Alıntı Metin
◇ ◇ ◇ ◇
Vergi kaçakçılığı davalarında bilirkişi sorunu
Vergi kaçakçılığı suçu söz konusu olduğunda, pek çok mahkeme dosyayı hemen bir bilirkişiye göndermeyi tercih eder. Bunun nedeni, verginin teknik bir konu olarak görülmesi ve bu nedenle sanığa isnat edilen suçun maddi unsurunun varlığını yeterli değerlendirme konusundaki tereddüt.
Ancak, teknik bilgiyle hukuki değerlendirme birbirine karıştığında ya da bilirkişi raporu gerekçesiz, dayanaksız, adeta idari raporların özeti gibi ortaya çıktığında, sanığın özgürlüğünü ilgilendiren ciddi sonuçlara yol açabiliyor. Bu nedenle, bir davada bilirkişiye ihtiyaç olup olmadığı, varsa yöneltilecek sorular ve bilirkişi raporunun yasal kriterlere uygunluğu sanık bakımından çok önemli.
◇ ◇ ◇ ◇
Veri Bölümü
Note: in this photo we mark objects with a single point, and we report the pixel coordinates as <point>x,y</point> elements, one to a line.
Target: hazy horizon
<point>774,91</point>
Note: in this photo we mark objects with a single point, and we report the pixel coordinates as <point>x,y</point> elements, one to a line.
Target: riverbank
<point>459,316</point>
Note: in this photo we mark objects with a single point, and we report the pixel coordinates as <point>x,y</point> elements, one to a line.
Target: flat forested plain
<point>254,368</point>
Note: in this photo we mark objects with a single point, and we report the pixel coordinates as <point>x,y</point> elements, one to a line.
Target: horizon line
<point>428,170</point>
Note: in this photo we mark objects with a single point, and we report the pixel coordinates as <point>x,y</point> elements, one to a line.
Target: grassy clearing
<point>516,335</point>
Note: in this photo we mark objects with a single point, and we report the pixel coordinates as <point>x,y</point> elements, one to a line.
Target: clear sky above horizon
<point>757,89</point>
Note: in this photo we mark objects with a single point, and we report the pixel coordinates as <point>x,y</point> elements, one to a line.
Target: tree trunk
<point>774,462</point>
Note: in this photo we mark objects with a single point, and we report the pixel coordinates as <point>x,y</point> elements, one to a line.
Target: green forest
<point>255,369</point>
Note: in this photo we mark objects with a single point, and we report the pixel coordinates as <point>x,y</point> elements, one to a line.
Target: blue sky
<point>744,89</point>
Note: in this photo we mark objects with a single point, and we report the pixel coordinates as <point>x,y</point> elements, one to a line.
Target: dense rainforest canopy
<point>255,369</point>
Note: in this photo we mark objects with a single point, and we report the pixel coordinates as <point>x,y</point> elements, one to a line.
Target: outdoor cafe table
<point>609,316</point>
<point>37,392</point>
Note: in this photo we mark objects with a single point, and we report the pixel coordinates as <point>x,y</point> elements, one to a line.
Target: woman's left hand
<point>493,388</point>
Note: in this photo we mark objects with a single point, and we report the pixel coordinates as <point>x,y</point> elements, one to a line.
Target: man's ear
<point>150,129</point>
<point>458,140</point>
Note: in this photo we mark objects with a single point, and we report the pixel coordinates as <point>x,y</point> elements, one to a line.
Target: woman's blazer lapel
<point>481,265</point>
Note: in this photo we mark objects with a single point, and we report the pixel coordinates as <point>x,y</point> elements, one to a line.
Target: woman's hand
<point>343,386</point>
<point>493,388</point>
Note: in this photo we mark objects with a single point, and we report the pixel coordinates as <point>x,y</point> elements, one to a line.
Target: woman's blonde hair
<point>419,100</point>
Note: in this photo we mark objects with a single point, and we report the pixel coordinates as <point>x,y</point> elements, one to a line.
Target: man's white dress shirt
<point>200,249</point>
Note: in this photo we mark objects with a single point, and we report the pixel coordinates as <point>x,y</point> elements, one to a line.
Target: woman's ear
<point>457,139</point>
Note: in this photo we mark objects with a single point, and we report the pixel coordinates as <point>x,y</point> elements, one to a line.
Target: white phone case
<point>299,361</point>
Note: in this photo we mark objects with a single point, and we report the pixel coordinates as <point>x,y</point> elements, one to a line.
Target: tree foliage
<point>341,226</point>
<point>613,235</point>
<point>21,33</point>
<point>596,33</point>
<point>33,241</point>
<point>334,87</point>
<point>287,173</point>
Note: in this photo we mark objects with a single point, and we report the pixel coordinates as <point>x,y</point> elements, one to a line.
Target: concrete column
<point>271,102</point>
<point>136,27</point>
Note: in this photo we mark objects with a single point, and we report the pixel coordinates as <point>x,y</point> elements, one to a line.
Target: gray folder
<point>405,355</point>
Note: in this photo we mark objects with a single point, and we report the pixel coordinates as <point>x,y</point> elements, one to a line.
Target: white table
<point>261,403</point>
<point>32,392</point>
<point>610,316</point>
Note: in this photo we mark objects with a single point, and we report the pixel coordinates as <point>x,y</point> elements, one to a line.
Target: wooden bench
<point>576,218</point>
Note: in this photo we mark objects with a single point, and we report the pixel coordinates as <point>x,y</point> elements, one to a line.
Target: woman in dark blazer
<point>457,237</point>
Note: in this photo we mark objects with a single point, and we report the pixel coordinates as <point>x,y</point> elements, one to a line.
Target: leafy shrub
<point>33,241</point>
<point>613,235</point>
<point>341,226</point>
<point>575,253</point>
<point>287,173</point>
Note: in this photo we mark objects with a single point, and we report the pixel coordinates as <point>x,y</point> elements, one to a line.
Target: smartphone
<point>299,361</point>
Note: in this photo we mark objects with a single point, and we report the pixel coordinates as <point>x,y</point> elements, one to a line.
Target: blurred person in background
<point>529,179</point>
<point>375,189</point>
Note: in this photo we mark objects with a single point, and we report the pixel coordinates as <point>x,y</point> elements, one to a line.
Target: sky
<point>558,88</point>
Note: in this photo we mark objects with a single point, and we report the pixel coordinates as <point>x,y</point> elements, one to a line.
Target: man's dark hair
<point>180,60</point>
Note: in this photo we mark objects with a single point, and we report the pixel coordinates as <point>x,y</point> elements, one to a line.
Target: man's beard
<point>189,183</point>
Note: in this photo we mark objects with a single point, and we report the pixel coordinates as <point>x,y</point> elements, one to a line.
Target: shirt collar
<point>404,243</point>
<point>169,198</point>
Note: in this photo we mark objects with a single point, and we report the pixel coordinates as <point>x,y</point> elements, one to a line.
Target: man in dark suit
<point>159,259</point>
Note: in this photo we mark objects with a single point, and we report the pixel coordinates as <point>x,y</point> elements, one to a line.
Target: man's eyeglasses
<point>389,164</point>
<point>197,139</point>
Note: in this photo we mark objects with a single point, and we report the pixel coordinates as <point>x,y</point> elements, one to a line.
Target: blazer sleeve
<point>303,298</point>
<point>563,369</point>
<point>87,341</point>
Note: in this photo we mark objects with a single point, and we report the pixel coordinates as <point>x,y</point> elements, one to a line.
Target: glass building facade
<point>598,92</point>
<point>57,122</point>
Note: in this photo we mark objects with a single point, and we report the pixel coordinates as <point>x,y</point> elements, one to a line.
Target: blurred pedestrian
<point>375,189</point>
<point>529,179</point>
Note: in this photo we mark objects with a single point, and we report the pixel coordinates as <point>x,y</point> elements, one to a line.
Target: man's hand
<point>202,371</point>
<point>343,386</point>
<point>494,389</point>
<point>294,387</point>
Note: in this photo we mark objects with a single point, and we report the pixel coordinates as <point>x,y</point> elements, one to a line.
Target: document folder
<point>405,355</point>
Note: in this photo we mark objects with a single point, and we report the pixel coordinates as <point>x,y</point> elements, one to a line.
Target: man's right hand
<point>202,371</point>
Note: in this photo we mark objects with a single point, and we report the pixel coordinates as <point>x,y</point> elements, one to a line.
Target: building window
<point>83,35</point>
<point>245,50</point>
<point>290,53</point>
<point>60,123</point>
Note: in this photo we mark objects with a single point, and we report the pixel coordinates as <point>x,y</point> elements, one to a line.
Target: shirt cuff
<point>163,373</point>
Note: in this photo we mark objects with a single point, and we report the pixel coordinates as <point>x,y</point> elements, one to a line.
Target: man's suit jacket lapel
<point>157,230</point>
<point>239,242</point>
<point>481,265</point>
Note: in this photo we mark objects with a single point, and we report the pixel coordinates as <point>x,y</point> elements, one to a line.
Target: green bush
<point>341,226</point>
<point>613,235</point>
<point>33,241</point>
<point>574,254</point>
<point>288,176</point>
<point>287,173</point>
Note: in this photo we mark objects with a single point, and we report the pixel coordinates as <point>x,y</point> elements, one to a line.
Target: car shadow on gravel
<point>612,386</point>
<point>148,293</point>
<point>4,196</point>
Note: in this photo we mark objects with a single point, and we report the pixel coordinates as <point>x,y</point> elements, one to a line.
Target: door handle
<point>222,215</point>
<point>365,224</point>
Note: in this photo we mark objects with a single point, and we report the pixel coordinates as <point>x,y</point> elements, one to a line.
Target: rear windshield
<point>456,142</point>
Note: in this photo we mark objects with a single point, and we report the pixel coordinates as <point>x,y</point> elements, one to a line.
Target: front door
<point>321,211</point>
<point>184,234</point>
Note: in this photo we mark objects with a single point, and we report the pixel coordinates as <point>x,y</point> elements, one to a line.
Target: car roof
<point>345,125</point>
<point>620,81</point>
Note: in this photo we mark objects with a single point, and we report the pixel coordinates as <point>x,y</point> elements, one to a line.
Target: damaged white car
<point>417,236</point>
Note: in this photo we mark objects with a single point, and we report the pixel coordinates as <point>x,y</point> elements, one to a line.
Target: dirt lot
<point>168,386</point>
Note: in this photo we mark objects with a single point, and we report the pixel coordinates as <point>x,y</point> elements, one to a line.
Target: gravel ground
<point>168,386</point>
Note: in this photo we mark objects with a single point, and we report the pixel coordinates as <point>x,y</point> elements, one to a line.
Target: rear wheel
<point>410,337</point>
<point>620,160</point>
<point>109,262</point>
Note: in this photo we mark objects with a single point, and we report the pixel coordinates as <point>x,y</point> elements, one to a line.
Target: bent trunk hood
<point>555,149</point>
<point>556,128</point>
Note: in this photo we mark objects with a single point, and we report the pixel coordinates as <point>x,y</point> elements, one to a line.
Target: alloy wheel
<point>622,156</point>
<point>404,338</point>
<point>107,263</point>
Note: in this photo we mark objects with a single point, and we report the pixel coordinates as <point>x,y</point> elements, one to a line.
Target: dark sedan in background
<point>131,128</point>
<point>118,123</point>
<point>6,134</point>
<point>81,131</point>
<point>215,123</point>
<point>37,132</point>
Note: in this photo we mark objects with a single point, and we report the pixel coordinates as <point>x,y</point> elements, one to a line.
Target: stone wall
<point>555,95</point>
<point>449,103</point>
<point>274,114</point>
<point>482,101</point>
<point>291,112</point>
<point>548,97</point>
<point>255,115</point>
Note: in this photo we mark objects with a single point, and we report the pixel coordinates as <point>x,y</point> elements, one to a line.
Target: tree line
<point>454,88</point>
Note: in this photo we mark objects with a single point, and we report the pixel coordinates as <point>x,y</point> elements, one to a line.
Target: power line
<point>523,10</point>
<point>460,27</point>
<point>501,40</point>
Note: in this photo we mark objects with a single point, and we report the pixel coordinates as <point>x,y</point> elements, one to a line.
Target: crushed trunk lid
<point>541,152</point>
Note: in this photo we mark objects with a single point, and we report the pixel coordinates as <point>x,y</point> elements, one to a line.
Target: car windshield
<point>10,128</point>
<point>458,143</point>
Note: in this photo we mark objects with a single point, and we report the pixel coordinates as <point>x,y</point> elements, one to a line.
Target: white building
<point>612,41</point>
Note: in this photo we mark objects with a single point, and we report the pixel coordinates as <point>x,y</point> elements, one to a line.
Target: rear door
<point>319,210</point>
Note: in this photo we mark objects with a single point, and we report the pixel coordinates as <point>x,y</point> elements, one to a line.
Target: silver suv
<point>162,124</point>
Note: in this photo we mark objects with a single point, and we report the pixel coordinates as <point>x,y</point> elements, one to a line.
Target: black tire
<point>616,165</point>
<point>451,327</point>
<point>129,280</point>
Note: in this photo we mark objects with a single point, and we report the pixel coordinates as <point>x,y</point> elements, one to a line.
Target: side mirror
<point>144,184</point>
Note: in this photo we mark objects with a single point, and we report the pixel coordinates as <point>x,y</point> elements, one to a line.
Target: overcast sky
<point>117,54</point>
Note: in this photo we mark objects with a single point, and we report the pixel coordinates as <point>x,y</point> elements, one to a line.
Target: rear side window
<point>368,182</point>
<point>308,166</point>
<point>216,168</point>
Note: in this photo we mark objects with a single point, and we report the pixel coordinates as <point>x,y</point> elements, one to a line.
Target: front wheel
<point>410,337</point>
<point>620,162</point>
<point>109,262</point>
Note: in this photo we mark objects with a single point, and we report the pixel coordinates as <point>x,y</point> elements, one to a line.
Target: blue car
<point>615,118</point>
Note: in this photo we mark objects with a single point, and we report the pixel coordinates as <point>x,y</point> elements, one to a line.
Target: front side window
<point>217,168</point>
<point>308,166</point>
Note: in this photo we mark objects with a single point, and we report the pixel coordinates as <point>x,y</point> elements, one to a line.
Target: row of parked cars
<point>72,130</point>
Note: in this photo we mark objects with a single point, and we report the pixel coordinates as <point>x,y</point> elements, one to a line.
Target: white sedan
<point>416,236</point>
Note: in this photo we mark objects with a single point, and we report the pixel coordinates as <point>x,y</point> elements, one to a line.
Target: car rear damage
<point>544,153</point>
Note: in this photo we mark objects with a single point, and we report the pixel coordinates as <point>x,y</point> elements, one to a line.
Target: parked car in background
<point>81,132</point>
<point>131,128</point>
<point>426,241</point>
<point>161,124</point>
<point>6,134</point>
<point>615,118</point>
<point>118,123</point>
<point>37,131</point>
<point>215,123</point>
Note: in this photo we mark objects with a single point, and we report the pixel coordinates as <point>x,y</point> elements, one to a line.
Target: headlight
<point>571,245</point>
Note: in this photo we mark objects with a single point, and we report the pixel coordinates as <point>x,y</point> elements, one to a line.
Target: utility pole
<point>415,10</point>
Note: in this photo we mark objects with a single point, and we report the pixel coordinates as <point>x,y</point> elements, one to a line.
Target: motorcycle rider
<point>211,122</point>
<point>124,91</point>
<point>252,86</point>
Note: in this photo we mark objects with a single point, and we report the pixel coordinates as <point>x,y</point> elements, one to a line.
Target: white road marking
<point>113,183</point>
◇ ◇ ◇ ◇
Hedefler
**A.** Alıntı metinde "Ancak, teknik bilgiyle" sözlerini içeren ifadeyle açılıp "bakımından çok önemli." ile kapanan bölümü aynen alıntılayın.
**B.** Alıntı metne göre pek çok mahkeme, vergi kaçakçılığı dosyasını neden hemen bir bilirkişiye göndermeyi tercih eder?
Listenin alıntı metinle bir ilgisi yoktur.

Yanıt Olarak
**A.**
Ancak, teknik bilgiyle hukuki değerlendirme birbirine karıştığında ya da bilirkişi raporu gerekçesiz, dayanaksız, adeta idari raporların özeti gibi ortaya çıktığında, sanığın özgürlüğünü ilgilendiren ciddi sonuçlara yol açabiliyor. Bu nedenle, bir davada bilirkişiye ihtiyaç olup olmadığı, varsa yöneltilecek sorular ve bilirkişi raporunun yasal kriterlere uygunluğu sanık bakımından çok önemli.

**B.** Vergi teknik bir konu olarak görülür. Mahkemeler de sanığa isnat edilen suçun maddi unsurunun varlığını yeterince değerlendirme konusunda tereddüt eder.